> How to complete this task
Please transcribe, word for word, only the lines from the one containing "Where can the white tent" through the last line of the records below, both included, and leave out every picture.

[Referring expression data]
_ _ _ _ _ _ _

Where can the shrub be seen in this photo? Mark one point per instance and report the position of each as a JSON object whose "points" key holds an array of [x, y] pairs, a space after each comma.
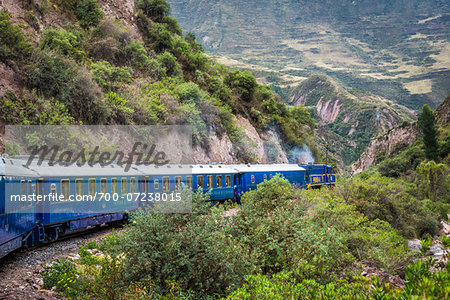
{"points": [[190, 249], [13, 43], [394, 167], [243, 82], [121, 113], [137, 55], [109, 77], [62, 274], [88, 13], [169, 62], [60, 78], [154, 9], [189, 93], [284, 286]]}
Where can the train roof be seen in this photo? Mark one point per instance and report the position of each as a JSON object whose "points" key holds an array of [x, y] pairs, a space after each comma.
{"points": [[46, 170], [267, 168]]}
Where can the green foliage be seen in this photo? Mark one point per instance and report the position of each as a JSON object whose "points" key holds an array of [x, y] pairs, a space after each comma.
{"points": [[169, 62], [393, 201], [65, 42], [88, 13], [62, 274], [110, 77], [189, 93], [191, 115], [190, 249], [422, 283], [428, 129], [121, 112], [243, 82], [61, 78], [137, 55], [284, 286], [32, 109], [157, 10], [13, 42], [394, 167]]}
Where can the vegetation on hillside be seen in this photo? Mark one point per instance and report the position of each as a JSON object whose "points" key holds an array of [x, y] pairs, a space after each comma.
{"points": [[281, 242], [99, 71]]}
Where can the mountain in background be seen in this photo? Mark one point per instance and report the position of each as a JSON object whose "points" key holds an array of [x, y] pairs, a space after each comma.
{"points": [[382, 60], [128, 62]]}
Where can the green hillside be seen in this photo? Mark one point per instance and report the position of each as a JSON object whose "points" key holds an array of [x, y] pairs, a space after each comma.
{"points": [[70, 62], [395, 49]]}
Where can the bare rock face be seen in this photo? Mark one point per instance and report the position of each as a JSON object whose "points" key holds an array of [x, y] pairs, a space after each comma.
{"points": [[406, 135], [266, 146], [118, 9]]}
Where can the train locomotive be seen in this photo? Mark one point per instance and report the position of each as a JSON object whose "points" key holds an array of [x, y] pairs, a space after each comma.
{"points": [[27, 223]]}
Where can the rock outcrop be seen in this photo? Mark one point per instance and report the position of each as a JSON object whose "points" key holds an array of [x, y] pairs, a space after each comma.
{"points": [[387, 142]]}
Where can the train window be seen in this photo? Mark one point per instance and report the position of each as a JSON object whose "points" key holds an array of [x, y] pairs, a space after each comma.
{"points": [[92, 186], [219, 181], [166, 184], [53, 189], [23, 193], [103, 185], [189, 182], [65, 189], [30, 191], [132, 185], [178, 183], [79, 187], [113, 186], [123, 187], [209, 182], [144, 184]]}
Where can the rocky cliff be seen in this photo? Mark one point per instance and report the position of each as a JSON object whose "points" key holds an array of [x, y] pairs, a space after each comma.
{"points": [[348, 119], [120, 26]]}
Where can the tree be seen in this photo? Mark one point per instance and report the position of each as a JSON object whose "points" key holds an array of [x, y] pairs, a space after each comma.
{"points": [[429, 132], [154, 9]]}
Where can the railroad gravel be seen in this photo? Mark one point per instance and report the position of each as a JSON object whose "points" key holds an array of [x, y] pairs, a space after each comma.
{"points": [[21, 272]]}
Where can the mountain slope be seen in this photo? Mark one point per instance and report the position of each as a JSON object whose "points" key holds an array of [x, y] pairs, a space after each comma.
{"points": [[354, 117], [125, 62], [396, 49]]}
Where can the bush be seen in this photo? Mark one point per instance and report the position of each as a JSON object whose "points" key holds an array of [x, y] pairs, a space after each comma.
{"points": [[394, 167], [88, 13], [60, 78], [62, 274], [189, 93], [284, 286], [154, 9], [110, 77], [13, 43], [189, 249]]}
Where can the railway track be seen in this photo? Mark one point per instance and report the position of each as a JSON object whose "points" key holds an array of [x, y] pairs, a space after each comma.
{"points": [[20, 272]]}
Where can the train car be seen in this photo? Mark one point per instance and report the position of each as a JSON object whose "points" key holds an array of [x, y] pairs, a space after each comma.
{"points": [[249, 176], [81, 197], [318, 175], [219, 181], [17, 216]]}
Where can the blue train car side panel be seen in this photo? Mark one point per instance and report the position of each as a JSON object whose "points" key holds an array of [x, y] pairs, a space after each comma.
{"points": [[17, 218]]}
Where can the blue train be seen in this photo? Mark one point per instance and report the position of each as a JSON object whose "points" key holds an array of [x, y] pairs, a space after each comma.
{"points": [[27, 223]]}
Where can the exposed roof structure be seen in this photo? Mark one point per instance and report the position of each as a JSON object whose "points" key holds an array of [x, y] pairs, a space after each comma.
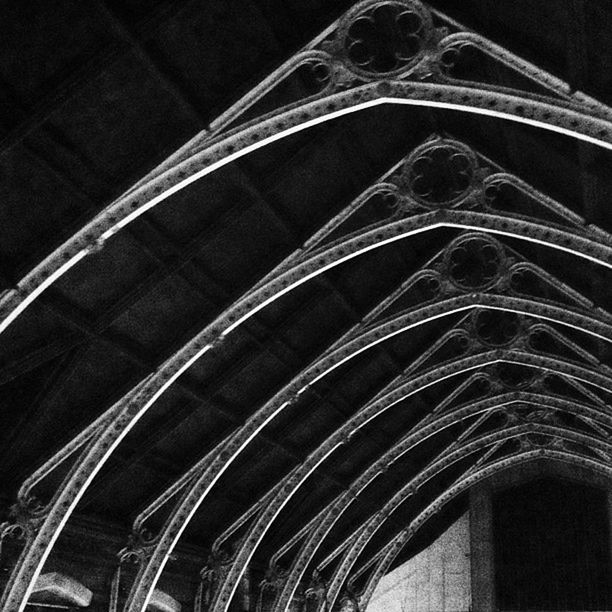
{"points": [[282, 280]]}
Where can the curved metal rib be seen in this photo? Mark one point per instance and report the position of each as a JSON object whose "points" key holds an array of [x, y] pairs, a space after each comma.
{"points": [[393, 548], [428, 424], [444, 460], [125, 415], [575, 115]]}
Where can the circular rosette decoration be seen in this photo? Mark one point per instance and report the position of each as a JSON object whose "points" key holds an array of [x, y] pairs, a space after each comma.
{"points": [[474, 263], [384, 38], [496, 328], [440, 174]]}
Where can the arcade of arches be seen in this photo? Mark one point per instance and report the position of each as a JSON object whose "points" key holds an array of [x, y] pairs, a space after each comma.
{"points": [[306, 306]]}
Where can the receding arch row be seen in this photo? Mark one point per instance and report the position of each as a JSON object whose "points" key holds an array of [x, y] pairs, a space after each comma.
{"points": [[212, 466], [564, 118], [392, 549], [123, 415], [429, 424], [440, 463], [394, 394]]}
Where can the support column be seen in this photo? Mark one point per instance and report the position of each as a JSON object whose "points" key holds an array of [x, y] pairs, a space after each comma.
{"points": [[481, 550]]}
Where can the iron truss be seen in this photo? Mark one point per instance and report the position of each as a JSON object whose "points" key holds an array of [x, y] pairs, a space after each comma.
{"points": [[352, 74]]}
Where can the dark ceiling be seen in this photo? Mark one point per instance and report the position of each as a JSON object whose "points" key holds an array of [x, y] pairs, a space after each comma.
{"points": [[95, 95]]}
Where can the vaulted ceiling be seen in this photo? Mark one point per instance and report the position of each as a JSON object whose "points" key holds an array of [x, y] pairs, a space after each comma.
{"points": [[280, 281]]}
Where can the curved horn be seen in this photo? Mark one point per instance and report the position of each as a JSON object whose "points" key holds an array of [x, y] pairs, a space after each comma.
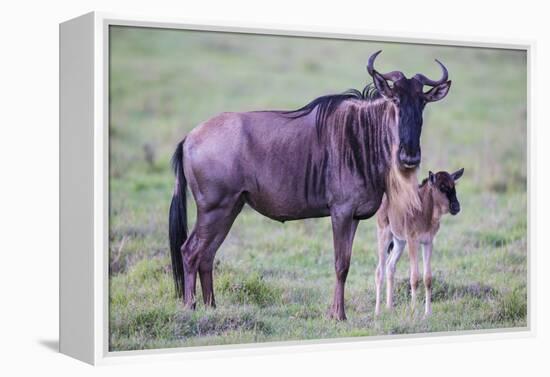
{"points": [[426, 81], [392, 76]]}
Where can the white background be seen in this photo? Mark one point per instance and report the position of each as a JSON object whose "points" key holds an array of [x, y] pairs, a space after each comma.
{"points": [[29, 184]]}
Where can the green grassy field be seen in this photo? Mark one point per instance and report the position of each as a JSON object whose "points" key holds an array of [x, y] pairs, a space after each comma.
{"points": [[273, 281]]}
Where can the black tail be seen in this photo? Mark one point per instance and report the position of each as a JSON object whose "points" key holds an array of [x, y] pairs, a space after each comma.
{"points": [[177, 227]]}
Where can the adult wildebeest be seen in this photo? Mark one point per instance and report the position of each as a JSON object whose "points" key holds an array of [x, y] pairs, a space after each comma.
{"points": [[336, 157]]}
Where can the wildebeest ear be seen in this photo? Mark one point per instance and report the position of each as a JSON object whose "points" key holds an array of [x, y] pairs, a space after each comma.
{"points": [[382, 85], [431, 177], [438, 92], [457, 174]]}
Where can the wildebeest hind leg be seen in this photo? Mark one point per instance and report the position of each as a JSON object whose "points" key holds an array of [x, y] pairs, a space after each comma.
{"points": [[213, 227], [343, 228]]}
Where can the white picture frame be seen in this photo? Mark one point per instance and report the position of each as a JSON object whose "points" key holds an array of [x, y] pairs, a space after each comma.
{"points": [[84, 190]]}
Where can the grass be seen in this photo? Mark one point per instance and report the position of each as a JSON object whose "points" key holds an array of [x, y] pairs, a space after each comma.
{"points": [[273, 281]]}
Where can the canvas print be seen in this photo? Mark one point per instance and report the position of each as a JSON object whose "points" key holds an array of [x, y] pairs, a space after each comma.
{"points": [[269, 188]]}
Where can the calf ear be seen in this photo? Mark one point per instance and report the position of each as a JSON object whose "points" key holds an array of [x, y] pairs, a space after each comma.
{"points": [[457, 174], [438, 92], [382, 85], [431, 177]]}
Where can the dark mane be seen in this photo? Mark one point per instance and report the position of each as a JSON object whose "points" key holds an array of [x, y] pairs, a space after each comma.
{"points": [[329, 103]]}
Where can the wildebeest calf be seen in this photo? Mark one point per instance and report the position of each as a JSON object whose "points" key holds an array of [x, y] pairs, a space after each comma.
{"points": [[437, 196]]}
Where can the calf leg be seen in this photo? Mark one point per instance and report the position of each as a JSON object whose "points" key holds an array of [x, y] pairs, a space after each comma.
{"points": [[426, 257], [398, 247], [384, 239], [343, 229], [413, 261]]}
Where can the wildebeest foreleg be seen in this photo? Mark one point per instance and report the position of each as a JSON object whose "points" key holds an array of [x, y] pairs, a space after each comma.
{"points": [[343, 229], [427, 255], [398, 246], [384, 239], [413, 261]]}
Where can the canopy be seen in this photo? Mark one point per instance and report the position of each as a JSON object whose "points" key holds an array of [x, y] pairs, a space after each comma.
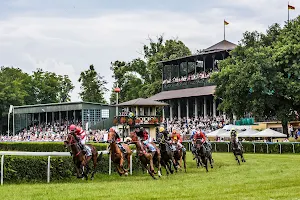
{"points": [[216, 133], [248, 133], [230, 126], [270, 133]]}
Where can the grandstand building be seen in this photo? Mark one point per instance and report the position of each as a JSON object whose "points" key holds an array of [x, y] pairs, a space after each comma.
{"points": [[185, 85], [89, 115]]}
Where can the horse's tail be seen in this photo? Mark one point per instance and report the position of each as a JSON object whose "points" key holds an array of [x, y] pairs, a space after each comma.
{"points": [[100, 157]]}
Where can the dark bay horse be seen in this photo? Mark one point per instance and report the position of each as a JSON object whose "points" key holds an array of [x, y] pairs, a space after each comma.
{"points": [[203, 155], [151, 159], [237, 149], [117, 156], [167, 155], [80, 160]]}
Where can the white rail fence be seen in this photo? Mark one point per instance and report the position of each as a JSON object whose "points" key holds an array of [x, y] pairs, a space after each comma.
{"points": [[49, 154]]}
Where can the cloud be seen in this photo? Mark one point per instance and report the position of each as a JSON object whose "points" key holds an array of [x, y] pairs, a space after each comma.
{"points": [[68, 45]]}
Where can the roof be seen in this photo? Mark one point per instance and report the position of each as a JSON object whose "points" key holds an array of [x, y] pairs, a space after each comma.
{"points": [[56, 104], [189, 92], [270, 133], [142, 102], [223, 45]]}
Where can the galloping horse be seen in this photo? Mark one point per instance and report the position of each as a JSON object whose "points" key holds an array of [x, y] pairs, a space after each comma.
{"points": [[203, 154], [117, 156], [179, 156], [80, 160], [167, 155], [146, 158], [237, 149]]}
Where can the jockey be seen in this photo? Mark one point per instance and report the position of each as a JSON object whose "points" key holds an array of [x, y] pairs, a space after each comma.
{"points": [[234, 133], [176, 138], [141, 133], [81, 135], [118, 139], [200, 135]]}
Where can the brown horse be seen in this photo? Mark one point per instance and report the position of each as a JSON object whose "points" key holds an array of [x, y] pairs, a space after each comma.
{"points": [[152, 158], [179, 156], [80, 160], [117, 156]]}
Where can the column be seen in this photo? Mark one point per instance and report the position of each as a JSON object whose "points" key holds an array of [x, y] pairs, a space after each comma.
{"points": [[213, 57], [196, 107], [214, 108], [52, 118], [187, 108], [179, 109], [171, 110], [204, 57], [204, 107], [46, 117], [39, 119]]}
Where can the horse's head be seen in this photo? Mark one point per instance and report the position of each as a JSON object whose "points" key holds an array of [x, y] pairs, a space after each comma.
{"points": [[134, 137], [111, 136], [160, 138]]}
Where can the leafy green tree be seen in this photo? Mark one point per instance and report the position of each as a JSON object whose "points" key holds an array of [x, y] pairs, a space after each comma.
{"points": [[92, 86], [262, 75], [141, 77]]}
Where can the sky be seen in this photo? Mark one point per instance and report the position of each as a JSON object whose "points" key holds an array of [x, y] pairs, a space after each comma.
{"points": [[66, 36]]}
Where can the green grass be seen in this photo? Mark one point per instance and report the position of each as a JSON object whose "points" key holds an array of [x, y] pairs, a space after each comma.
{"points": [[263, 176]]}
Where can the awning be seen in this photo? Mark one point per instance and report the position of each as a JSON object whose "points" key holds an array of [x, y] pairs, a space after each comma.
{"points": [[189, 92], [142, 102]]}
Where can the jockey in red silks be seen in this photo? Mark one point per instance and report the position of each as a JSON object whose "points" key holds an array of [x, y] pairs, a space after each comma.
{"points": [[81, 136], [176, 139], [118, 139]]}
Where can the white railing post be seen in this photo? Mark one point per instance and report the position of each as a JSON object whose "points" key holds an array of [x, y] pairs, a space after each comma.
{"points": [[228, 147], [130, 164], [2, 169], [279, 148], [48, 170], [109, 164]]}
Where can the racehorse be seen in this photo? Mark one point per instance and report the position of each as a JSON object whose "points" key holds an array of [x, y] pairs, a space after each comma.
{"points": [[117, 156], [146, 158], [237, 149], [167, 155], [80, 160], [203, 155], [179, 156]]}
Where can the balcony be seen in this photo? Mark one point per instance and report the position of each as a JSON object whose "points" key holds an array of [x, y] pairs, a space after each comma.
{"points": [[186, 84]]}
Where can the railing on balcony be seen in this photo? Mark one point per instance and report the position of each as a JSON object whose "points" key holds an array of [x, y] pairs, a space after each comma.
{"points": [[187, 84]]}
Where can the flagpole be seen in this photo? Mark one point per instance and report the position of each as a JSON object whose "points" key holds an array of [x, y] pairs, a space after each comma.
{"points": [[224, 28]]}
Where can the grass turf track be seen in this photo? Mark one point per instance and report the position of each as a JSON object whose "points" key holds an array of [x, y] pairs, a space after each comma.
{"points": [[263, 176]]}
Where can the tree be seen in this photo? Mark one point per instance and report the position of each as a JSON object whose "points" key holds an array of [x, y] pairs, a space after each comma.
{"points": [[141, 77], [92, 86], [13, 89], [262, 75]]}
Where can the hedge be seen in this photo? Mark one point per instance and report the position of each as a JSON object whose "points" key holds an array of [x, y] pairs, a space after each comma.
{"points": [[274, 148], [41, 146], [34, 169]]}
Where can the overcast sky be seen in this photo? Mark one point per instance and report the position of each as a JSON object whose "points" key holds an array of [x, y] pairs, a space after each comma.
{"points": [[66, 36]]}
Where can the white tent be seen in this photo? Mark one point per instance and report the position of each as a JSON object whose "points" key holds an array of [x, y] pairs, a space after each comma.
{"points": [[269, 133], [248, 133], [230, 126], [216, 133]]}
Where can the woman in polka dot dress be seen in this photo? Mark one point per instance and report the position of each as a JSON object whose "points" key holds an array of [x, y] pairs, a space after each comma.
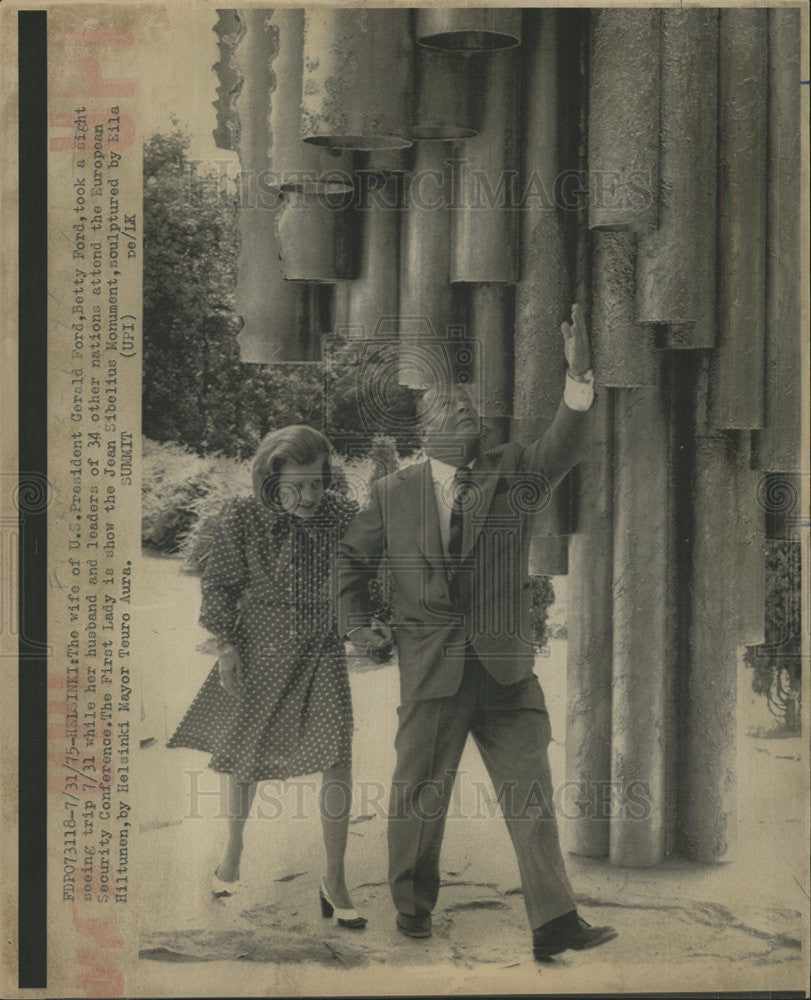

_ _ _ _ _ _ _

> Solution for this problem
Where can the white tent be seen in this photo? Mark one point per instance and report the position of each as a JSON object whose "points" key holds an array of [x, y] pairs, a space after each comma.
{"points": [[269, 133], [248, 133], [230, 126], [216, 133]]}
Where can the woman in polka dot dress be seen in this photo? Mark one point per instance and report the position of each as a JSON object whose "points" key holds an array of [x, y] pairs, a space after each comma.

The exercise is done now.